Source text:

- 15Wallowing in the city of sin
Augustine characterizes his life in the city as wallowing in mire, pursued by invisible evil forces, while his mother—though still partly bound to worldly hopes—remained concerned about his chastity.
- 16Parents' indulgent priorities for worldly learning
Augustine's parents, especially his mother who relied on God's aid, granted him excessive freedom, believing worldly education would help rather than hinder his spiritual development.
- 17Theft condemned by divine and natural law
Augustine observes that theft is punished by God's law and by conscience written in human hearts, yet no one will willingly be branded a thief, not even the wealthy.
- 18The senseless theft of pears
Augustine confesses to stealing pears not from hunger or need, but compelled by excess and depravity, taking them only to discard them and to delight in the sin itself.
- 19Love of sin for its own sake
Augustine emphasizes that his delight was not in the pears but in the theft itself, and that he loved to perish and loved his own fault rather than any external object.
- 20The attractiveness of lower goods
Augustine catalogs the various attractions of worldly goods—beautiful bodies, gold, honor, power, friendship—noting that sin arises when these lower things are pursued instead of God.
- 21The explanation of crime through lower goods
Augustine argues that crimes are typically understood through pursuit or preservation of lower goods, as people would not believe anyone could commit evil purely for evil's sake.

Recorded information:
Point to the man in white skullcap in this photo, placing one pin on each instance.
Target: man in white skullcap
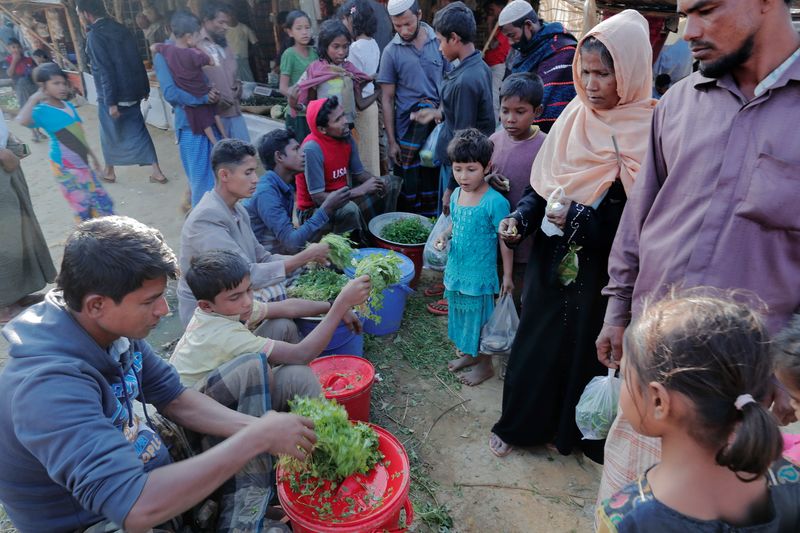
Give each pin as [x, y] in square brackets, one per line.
[410, 74]
[544, 48]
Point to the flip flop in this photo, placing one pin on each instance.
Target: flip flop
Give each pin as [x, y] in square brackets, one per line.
[508, 449]
[439, 307]
[436, 289]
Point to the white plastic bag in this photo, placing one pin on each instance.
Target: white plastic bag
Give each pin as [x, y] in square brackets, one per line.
[555, 203]
[432, 257]
[427, 154]
[497, 335]
[597, 407]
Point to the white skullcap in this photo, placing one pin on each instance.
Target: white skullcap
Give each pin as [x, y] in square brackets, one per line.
[398, 7]
[514, 11]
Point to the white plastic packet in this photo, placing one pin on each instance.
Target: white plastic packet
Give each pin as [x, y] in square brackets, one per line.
[497, 335]
[555, 203]
[597, 408]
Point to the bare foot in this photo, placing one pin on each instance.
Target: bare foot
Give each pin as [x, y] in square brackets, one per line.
[480, 372]
[498, 446]
[462, 362]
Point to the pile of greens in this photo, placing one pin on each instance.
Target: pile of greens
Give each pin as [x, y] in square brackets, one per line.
[342, 448]
[341, 249]
[318, 284]
[383, 271]
[409, 230]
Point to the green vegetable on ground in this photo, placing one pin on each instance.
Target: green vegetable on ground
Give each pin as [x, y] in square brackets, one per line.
[409, 230]
[383, 271]
[318, 284]
[342, 448]
[341, 249]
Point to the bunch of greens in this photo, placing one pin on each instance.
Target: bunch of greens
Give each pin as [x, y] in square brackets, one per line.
[342, 448]
[341, 249]
[318, 284]
[409, 230]
[383, 271]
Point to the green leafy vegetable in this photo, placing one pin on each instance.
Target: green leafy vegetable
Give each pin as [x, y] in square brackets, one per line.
[409, 230]
[341, 249]
[342, 448]
[318, 284]
[383, 271]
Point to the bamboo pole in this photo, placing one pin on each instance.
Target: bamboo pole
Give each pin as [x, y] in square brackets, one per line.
[56, 52]
[75, 33]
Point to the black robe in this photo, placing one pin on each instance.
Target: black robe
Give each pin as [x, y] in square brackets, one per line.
[553, 356]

What you will do:
1) Reproduce the Augustine chapter summaries verbatim, beginning at the words "- 21The explanation" and stopping after "for evil's sake.".
2) Carry on the Augustine chapter summaries from their last line, in the same format.

Responses to the tasks:
1)
- 21The explanation of crime through lower goods
Augustine argues that crimes are typically understood through pursuit or preservation of lower goods, as people would not believe anyone could commit evil purely for evil's sake.

2)
- 22The theft possessed no inherent goodness
Augustine questions what he could have loved in the theft itself, concluding that the pears were fair as God's creation but his wretched soul desired only to steal them.
- 23Theft lacks any true loveliness
Augustine systematically examines the theft and concludes it possesses no true beauty—neither in justice and wisdom, nor in any form of genuine goodness.
- 24Vices as corrupted imitations of God
Augustine presents an extended series of vices—pride, ambition, cruelty, wantonness, curiosity, sloth, luxury, prodigality, covetousness, envy, anger, fear, grief—each as a false imitation of God's true attributes.
- 25The soul's fornication through turning from God
Augustine explains that the soul commits fornication when she turns from God to seek fulfillment elsewhere, though all perversions imply God's existence as the Creator.
- 26Theft as corrupted mimicry of divine omnipotence
Augustine speculates that his theft was an attempt to mimic God's power by doing forbidden things with impunity, creating a darkened likeness of divine omnipotence.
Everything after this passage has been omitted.